Reproduce the records below exactly as they appear, omitting any pictures they contain.
########
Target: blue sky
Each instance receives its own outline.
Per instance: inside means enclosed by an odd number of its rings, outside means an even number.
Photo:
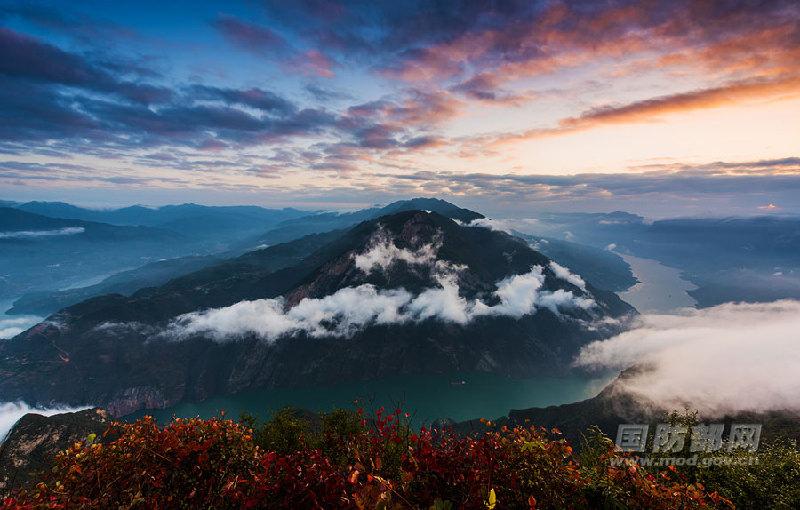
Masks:
[[[0,198],[800,213],[800,6],[0,1]]]

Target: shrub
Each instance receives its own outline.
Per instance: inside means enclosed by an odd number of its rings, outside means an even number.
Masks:
[[[297,421],[300,420],[300,421]],[[558,430],[495,428],[458,436],[412,430],[407,415],[336,411],[310,426],[273,420],[152,419],[112,426],[105,444],[60,453],[35,489],[10,508],[727,508],[687,483],[610,467],[598,438],[581,456]]]

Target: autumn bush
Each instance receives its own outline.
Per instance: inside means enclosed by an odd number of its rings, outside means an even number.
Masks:
[[[151,418],[115,423],[61,452],[10,508],[730,508],[665,469],[613,467],[597,441],[580,456],[558,430],[494,427],[460,436],[409,427],[399,409],[290,411],[259,423]]]

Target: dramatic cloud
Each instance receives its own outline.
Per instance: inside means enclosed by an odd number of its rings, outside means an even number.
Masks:
[[[225,308],[181,315],[167,335],[178,338],[203,335],[217,341],[247,335],[274,341],[299,333],[314,338],[349,337],[371,325],[429,319],[468,324],[480,316],[519,318],[536,313],[537,308],[560,314],[564,309],[595,306],[591,298],[575,296],[570,291],[541,290],[545,279],[541,266],[497,282],[494,296],[498,302],[493,305],[465,299],[459,294],[457,270],[454,272],[447,263],[436,267],[434,278],[438,286],[416,296],[402,288],[380,290],[363,284],[340,289],[324,298],[305,298],[288,310],[283,298],[242,301]]]
[[[638,327],[586,346],[584,367],[642,366],[628,391],[709,415],[800,410],[800,302],[728,303],[644,315]]]
[[[604,124],[652,122],[670,113],[715,108],[738,104],[751,99],[800,96],[800,77],[735,82],[710,89],[694,90],[680,94],[645,99],[625,105],[601,106],[559,121],[552,128],[537,128],[523,133],[508,133],[495,138],[492,143],[507,144],[521,140],[562,135],[591,129]]]
[[[212,2],[144,25],[116,4],[6,4],[0,152],[16,168],[0,185],[14,192],[439,195],[517,216],[663,187],[683,214],[797,212],[796,164],[783,182],[777,166],[639,173],[796,158],[792,0]]]

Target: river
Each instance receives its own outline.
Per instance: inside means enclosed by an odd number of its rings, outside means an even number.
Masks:
[[[697,288],[681,278],[681,271],[653,259],[619,253],[631,266],[639,283],[618,295],[640,313],[665,313],[676,308],[691,307],[697,302],[687,291]]]
[[[320,388],[273,389],[210,398],[200,403],[181,403],[175,407],[143,411],[159,422],[177,417],[210,417],[224,410],[237,418],[242,412],[266,417],[285,406],[311,411],[363,407],[374,410],[401,407],[413,415],[414,423],[430,423],[438,418],[463,421],[472,418],[494,419],[510,409],[544,407],[575,402],[596,395],[616,374],[589,377],[536,377],[509,379],[492,374],[443,376],[406,376],[367,383],[350,383]]]

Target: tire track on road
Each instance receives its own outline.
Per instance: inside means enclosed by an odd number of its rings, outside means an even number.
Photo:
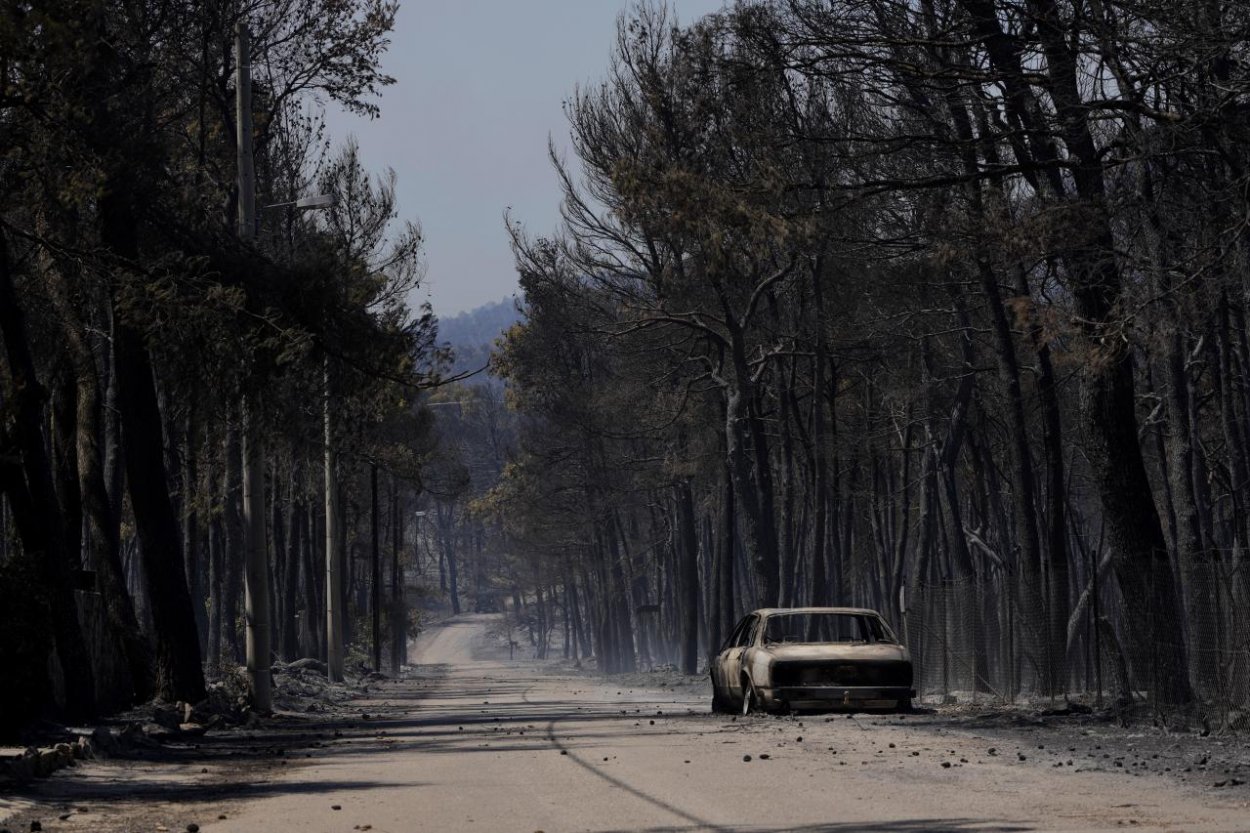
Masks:
[[[535,688],[537,688],[537,686],[530,686],[525,691],[523,691],[521,693],[521,699],[531,706],[536,706],[536,707],[541,708],[543,707],[544,704],[537,703],[531,700],[529,696],[530,692],[533,691]],[[612,785],[613,787],[624,790],[625,792],[629,793],[635,798],[641,801],[645,801],[646,803],[650,804],[652,807],[655,807],[659,810],[669,813],[670,815],[676,816],[677,818],[682,819],[683,821],[687,821],[691,824],[694,824],[702,830],[714,830],[714,831],[719,831],[719,833],[732,833],[732,828],[722,827],[720,825],[717,825],[717,824],[714,824],[713,822],[708,821],[707,819],[696,816],[693,813],[688,813],[685,810],[681,809],[680,807],[674,806],[673,804],[670,804],[667,801],[664,801],[663,799],[656,798],[654,795],[651,795],[645,790],[639,787],[636,787],[633,784],[630,784],[629,782],[616,777],[615,775],[608,774],[602,768],[595,766],[594,763],[586,760],[581,755],[578,755],[572,749],[565,746],[564,743],[562,743],[560,739],[556,737],[555,727],[556,727],[556,724],[560,722],[561,720],[571,720],[571,719],[573,718],[566,716],[566,717],[556,717],[556,718],[552,718],[551,720],[549,720],[547,722],[547,740],[551,741],[551,743],[557,749],[559,749],[560,752],[562,752],[565,756],[570,758],[573,761],[573,763],[577,764],[582,769],[596,776],[600,780],[606,781],[608,784]]]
########
Exercise response »
Target: blue sky
Each instance receives its own outline.
Per instance: inside means enclosed by an odd number of its rings, outside means an even number.
Photo:
Masks:
[[[0,198],[800,213],[800,6],[0,1]]]

Target: shrub
Each instance receives its own outline.
Per instance: inside means enclosed by an odd number of its rings, outside means an even number.
Masks:
[[[297,421],[300,420],[300,421]],[[558,430],[495,428],[458,436],[412,430],[407,415],[336,411],[310,426],[273,420],[152,419],[112,426],[105,444],[60,453],[35,489],[10,508],[727,508],[687,483],[610,467],[598,438],[581,456]]]

Target: autumn bush
Each instance receives its own outline.
Per instance: inside means enclosed by an odd number of its rings, outside means an even number.
Masks:
[[[151,418],[115,423],[61,452],[10,508],[730,508],[665,469],[613,467],[597,441],[580,456],[558,430],[494,427],[460,436],[409,427],[399,409],[290,411],[259,423]]]

Target: dramatic cloud
Each instance receives its own outline.
Per instance: inside means enclosed by an odd number of its rings, outside means an even number.
Masks:
[[[225,308],[181,315],[167,335],[178,338],[203,335],[217,341],[247,335],[274,341],[299,333],[314,338],[349,337],[371,325],[429,319],[468,324],[480,316],[519,318],[536,313],[537,308],[560,314],[564,309],[595,306],[591,298],[575,296],[570,291],[541,290],[545,279],[541,266],[497,282],[494,296],[498,302],[493,305],[465,299],[459,294],[457,270],[454,272],[447,263],[436,267],[434,278],[438,286],[416,296],[402,288],[380,290],[363,284],[340,289],[324,298],[305,298],[288,310],[283,298],[242,301]]]
[[[638,327],[586,346],[584,367],[642,366],[628,391],[709,415],[800,410],[800,302],[728,303],[644,315]]]
[[[604,124],[652,122],[670,113],[715,108],[738,104],[751,99],[800,96],[800,77],[735,82],[710,89],[694,90],[680,94],[645,99],[625,105],[601,106],[559,121],[552,128],[537,128],[523,133],[508,133],[495,138],[492,143],[507,144],[521,140],[562,135],[591,129]]]
[[[212,2],[144,25],[116,4],[6,4],[0,152],[16,168],[0,185],[14,192],[439,195],[517,216],[663,187],[683,214],[797,212],[796,164],[783,182],[777,166],[639,173],[796,158],[792,0]]]

Target: river
Each instance receives its own outline.
Per instance: inside means enclosed by an odd number of its rings, outside means an even number.
Masks:
[[[697,288],[681,278],[681,271],[653,259],[619,253],[631,266],[639,283],[618,295],[640,313],[665,313],[676,308],[691,307],[697,302],[687,291]]]
[[[320,388],[273,389],[210,398],[200,403],[181,403],[175,407],[143,411],[159,422],[177,417],[210,417],[224,410],[237,418],[242,412],[266,417],[285,406],[311,411],[363,407],[374,410],[401,407],[413,415],[414,423],[430,423],[438,418],[463,421],[472,418],[494,419],[510,409],[544,407],[575,402],[596,395],[616,374],[589,377],[536,377],[509,379],[492,374],[443,376],[406,376],[367,383],[350,383]]]

Target: tire track on road
Each instance receives its own outline.
Per instance: inside means enclosed by an odd number of its rings, outside means an even number.
Photo:
Masks:
[[[535,688],[537,688],[537,686],[530,686],[525,691],[523,691],[521,693],[521,699],[531,706],[536,706],[536,707],[541,708],[543,707],[544,704],[537,703],[531,700],[529,696],[530,692],[533,691]],[[612,785],[613,787],[624,790],[625,792],[629,793],[635,798],[641,801],[645,801],[646,803],[650,804],[652,807],[655,807],[659,810],[669,813],[670,815],[676,816],[677,818],[682,819],[683,821],[687,821],[691,824],[694,824],[702,830],[714,830],[714,831],[719,831],[719,833],[732,833],[732,828],[722,827],[720,825],[717,825],[717,824],[714,824],[713,822],[708,821],[707,819],[696,816],[693,813],[688,813],[685,810],[681,809],[680,807],[674,806],[673,804],[670,804],[667,801],[664,801],[663,799],[656,798],[654,795],[651,795],[645,790],[639,787],[636,787],[633,784],[630,784],[629,782],[616,777],[615,775],[608,774],[602,768],[595,766],[594,763],[586,760],[581,755],[578,755],[572,749],[565,746],[564,743],[562,743],[560,739],[556,737],[555,727],[556,727],[556,724],[560,722],[561,720],[571,720],[571,719],[573,718],[566,716],[566,717],[556,717],[556,718],[552,718],[551,720],[549,720],[547,722],[547,740],[551,741],[551,743],[557,749],[559,749],[560,752],[562,752],[565,756],[570,758],[573,761],[573,763],[577,764],[582,769],[596,776],[600,780],[606,781],[608,784]]]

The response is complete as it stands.